__EXTRACT__.
In finding that the cession agreement was a liquid document, the
court found, firstly, that a clear and unambiguous written promise to
pay fixed monthly amounts constitutes a liquid document. In this
regard, the court followed the decision in Oostlike
Transvaal Ko-Operasie Bpk v Kruger
1958 (2) SA 329 (T) wherein a letter to pay a certain fixed monthly
sum was held to be a liquid document to the extent that it contained
a promise to pay the sum each month. It was the clear, unequivocal
and unambiguous undertaking to discharge the indebtedness on a
monthly basis in Oostlike
Transvaal Ko-Operasie Bpk v Kruger
1958 (2) SA 329 (T) that persuaded the court to hold that the letter
offering the monthly payments was a liquid document.
Likewise,
in C.S.D
Enterprises (Pvt) Ltd v S. & T. Import and Export (Pvt) Ltd and
Others
1980 ZLR 238 (GD), the learned judge found that there was little
difference between the undertaking given in Oostlike
Transvaal Ko-Operasie Bpk v Kruger 1958 (2) SA 329 (T)

__DIRECTION A__. Return the passage from the extract on liquid documents starting at "In finding that" and ending at "was a liquid document.".
__DIRECTION B__. In the extract on liquid documents, which decision did the court follow in holding that a written promise to pay fixed monthly amounts is a liquid document?
__DIRECTION C__. Summarize the extract on liquid documents in two sentences.

__DATA PROVIDED__.
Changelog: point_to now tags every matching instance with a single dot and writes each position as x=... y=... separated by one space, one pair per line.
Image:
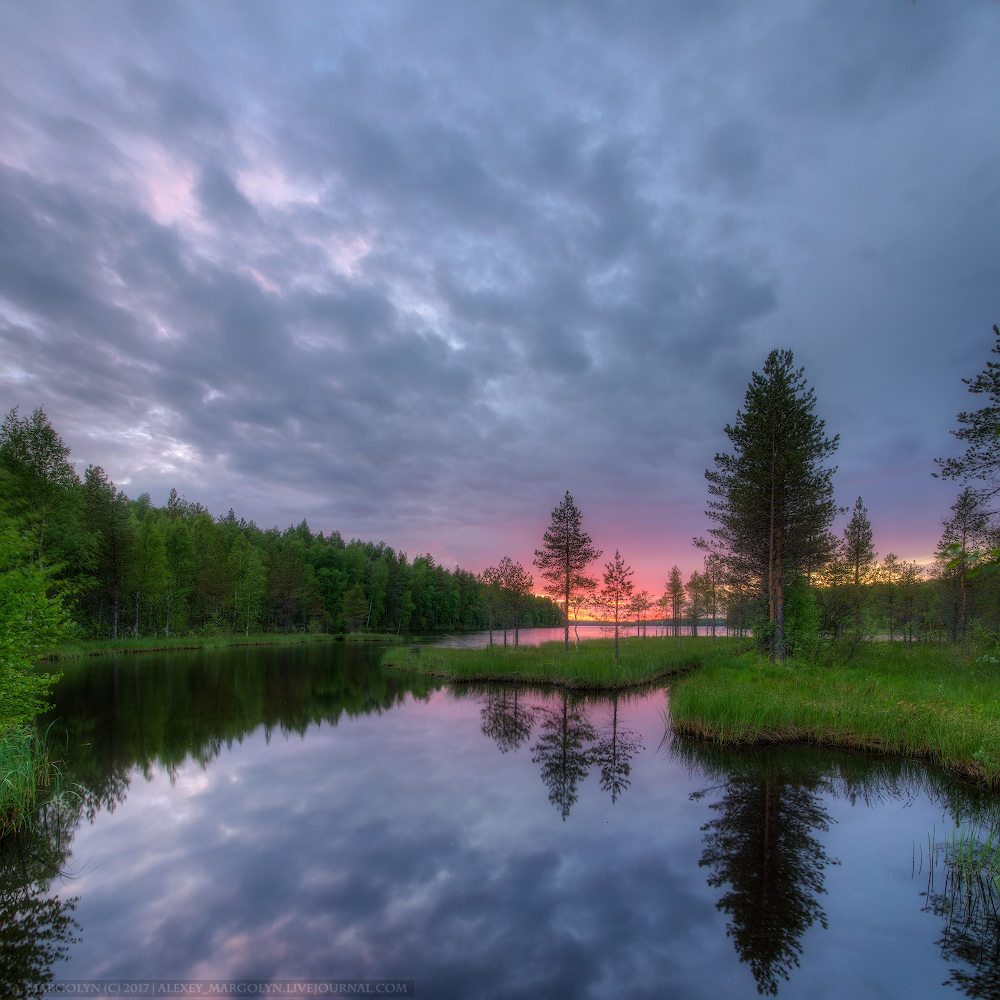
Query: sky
x=412 y=271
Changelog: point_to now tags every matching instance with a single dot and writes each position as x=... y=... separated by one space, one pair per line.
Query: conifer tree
x=673 y=598
x=859 y=554
x=613 y=600
x=566 y=552
x=980 y=430
x=772 y=497
x=964 y=533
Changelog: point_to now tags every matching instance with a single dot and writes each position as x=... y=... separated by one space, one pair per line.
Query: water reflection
x=36 y=930
x=563 y=753
x=505 y=721
x=762 y=845
x=569 y=744
x=613 y=754
x=417 y=814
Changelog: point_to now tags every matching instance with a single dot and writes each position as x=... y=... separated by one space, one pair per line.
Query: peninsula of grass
x=934 y=702
x=591 y=668
x=74 y=649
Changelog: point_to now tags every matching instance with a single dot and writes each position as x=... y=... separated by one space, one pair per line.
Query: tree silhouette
x=506 y=722
x=762 y=846
x=561 y=750
x=566 y=552
x=970 y=906
x=772 y=498
x=613 y=754
x=35 y=931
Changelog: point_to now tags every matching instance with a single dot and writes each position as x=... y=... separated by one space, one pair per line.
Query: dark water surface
x=298 y=814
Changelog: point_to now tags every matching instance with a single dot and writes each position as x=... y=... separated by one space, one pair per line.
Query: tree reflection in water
x=568 y=746
x=761 y=845
x=505 y=721
x=613 y=754
x=35 y=931
x=563 y=753
x=969 y=904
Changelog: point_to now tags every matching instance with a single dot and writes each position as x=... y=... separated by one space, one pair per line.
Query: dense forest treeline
x=132 y=568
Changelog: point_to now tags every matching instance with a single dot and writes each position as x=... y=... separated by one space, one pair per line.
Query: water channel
x=298 y=813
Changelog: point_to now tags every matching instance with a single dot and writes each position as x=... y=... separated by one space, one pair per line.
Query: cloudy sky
x=411 y=271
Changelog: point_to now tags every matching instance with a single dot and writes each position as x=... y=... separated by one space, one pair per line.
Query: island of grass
x=939 y=703
x=935 y=702
x=591 y=668
x=76 y=648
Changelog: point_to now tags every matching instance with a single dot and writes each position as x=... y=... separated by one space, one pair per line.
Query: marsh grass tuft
x=933 y=702
x=591 y=668
x=27 y=775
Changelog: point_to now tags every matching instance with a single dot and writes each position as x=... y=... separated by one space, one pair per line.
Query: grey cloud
x=429 y=258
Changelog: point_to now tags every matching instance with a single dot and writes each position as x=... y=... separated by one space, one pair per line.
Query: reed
x=932 y=702
x=26 y=775
x=592 y=667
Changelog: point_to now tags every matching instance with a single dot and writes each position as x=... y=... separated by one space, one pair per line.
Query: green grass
x=641 y=661
x=934 y=703
x=25 y=773
x=105 y=647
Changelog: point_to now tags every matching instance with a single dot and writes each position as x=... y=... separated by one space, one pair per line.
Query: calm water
x=298 y=814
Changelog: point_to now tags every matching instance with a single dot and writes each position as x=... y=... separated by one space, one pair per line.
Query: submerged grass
x=105 y=647
x=932 y=702
x=26 y=773
x=592 y=667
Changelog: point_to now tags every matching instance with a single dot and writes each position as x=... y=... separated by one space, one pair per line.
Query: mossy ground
x=936 y=702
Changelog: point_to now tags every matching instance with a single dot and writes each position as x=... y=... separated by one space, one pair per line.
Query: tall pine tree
x=566 y=552
x=772 y=497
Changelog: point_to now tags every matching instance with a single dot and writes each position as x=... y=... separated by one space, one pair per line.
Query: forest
x=126 y=567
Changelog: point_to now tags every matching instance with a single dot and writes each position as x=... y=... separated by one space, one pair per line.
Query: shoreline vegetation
x=936 y=703
x=79 y=648
x=592 y=668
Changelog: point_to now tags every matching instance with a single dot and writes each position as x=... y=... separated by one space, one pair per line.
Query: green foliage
x=30 y=622
x=141 y=571
x=25 y=771
x=641 y=661
x=801 y=621
x=772 y=497
x=979 y=429
x=931 y=702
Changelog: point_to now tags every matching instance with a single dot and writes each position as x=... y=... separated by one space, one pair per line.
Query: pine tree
x=980 y=430
x=566 y=552
x=964 y=533
x=673 y=598
x=44 y=481
x=772 y=498
x=859 y=554
x=613 y=600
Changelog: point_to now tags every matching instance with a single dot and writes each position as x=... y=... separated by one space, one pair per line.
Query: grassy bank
x=641 y=661
x=935 y=703
x=105 y=647
x=25 y=774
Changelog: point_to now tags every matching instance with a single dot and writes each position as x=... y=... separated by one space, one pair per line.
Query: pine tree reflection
x=613 y=754
x=762 y=846
x=970 y=906
x=505 y=721
x=563 y=753
x=35 y=931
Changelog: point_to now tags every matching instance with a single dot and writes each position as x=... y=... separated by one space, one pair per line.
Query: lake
x=298 y=814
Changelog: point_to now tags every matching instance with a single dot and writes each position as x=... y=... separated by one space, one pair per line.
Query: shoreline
x=83 y=648
x=939 y=705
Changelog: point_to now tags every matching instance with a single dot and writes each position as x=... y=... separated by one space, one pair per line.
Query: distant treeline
x=132 y=568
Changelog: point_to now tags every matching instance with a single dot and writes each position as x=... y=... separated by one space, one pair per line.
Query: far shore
x=78 y=648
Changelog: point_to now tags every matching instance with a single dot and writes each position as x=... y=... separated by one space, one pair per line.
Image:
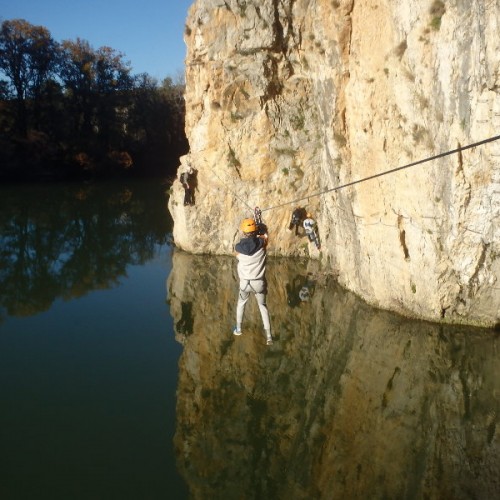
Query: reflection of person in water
x=293 y=290
x=185 y=324
x=300 y=290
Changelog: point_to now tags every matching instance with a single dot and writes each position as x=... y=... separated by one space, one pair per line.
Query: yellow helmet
x=248 y=226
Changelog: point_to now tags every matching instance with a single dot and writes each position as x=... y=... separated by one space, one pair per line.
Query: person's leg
x=260 y=289
x=243 y=295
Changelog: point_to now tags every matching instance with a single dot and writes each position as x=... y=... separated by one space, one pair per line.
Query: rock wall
x=289 y=98
x=349 y=402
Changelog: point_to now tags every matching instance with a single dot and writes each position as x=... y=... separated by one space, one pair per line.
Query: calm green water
x=88 y=357
x=120 y=378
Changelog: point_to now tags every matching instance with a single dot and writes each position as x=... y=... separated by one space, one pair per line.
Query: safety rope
x=386 y=172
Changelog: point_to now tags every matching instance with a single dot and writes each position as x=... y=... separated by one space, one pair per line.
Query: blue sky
x=148 y=32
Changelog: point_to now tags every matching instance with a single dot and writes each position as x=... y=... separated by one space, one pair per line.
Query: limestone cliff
x=289 y=98
x=349 y=402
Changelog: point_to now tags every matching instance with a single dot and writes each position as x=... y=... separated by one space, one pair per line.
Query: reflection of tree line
x=349 y=402
x=64 y=242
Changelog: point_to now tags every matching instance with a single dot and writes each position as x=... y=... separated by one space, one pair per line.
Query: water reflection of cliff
x=65 y=240
x=350 y=402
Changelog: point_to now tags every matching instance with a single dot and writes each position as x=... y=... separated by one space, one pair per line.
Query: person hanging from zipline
x=298 y=216
x=311 y=229
x=251 y=255
x=188 y=181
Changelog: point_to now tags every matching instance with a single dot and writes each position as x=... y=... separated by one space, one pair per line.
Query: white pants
x=259 y=288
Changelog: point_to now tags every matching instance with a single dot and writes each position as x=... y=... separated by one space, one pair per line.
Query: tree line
x=68 y=110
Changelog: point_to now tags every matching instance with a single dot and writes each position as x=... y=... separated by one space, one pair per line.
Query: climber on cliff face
x=188 y=181
x=251 y=255
x=298 y=215
x=311 y=230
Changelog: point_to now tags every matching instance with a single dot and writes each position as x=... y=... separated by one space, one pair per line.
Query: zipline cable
x=386 y=172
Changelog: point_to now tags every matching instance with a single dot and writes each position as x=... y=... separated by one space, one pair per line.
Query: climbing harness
x=261 y=227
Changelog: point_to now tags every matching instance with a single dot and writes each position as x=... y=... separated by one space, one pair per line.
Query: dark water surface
x=88 y=357
x=120 y=377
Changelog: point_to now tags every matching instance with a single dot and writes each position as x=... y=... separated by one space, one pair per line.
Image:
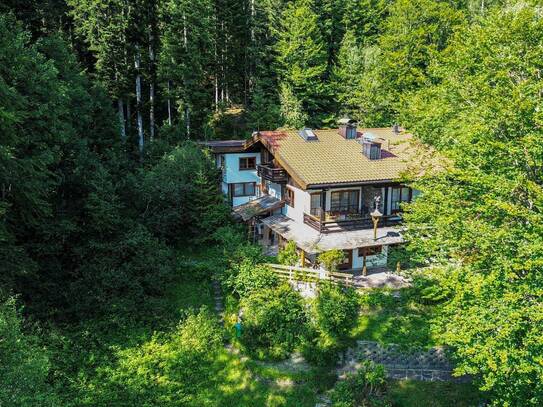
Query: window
x=247 y=163
x=399 y=195
x=369 y=251
x=316 y=199
x=347 y=260
x=243 y=189
x=345 y=201
x=289 y=197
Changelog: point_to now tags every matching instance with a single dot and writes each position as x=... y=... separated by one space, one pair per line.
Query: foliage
x=367 y=387
x=170 y=369
x=248 y=277
x=25 y=365
x=336 y=310
x=288 y=255
x=291 y=109
x=319 y=350
x=483 y=215
x=405 y=321
x=302 y=62
x=180 y=193
x=274 y=320
x=331 y=259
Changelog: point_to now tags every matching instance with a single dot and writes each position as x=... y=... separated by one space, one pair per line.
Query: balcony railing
x=271 y=173
x=331 y=222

__COMPLETE ANSWER A__.
In finding that the cession agreement was a liquid document, the
court found, firstly, that a clear and unambiguous written promise to
pay fixed monthly amounts constitutes a liquid document. In this
regard, the court followed the decision in Oostlike
Transvaal Ko-Operasie Bpk v Kruger
1958 (2) SA 329 (T) wherein a letter to pay a certain fixed monthly
sum was held to be a liquid document to the extent that it contained
a promise to pay the sum each month. It was the clear, unequivocal
and unambiguous undertaking to discharge the indebtedness on a
monthly basis in Oostlike
Transvaal Ko-Operasie Bpk v Kruger
1958 (2) SA 329 (T) that persuaded the court to hold that the letter
offering the monthly payments was a liquid document.

__COMPLETE ANSWER B__. Oostlike Transvaal Ko-Operasie Bpk v Kruger 1958 (2) SA 329 (T).

__COMPLETE ANSWER C__. The court found the cession agreement to be a liquid document, holding that a clear and unambiguous written promise to pay fixed monthly amounts is one. In doing so it followed Oostlike Transvaal Ko-Operasie Bpk v Kruger 1958 (2) SA 329 (T), where a letter offering fixed monthly payments was held to be a liquid document because of its clear, unequivocal and unambiguous undertaking to discharge the debt each month.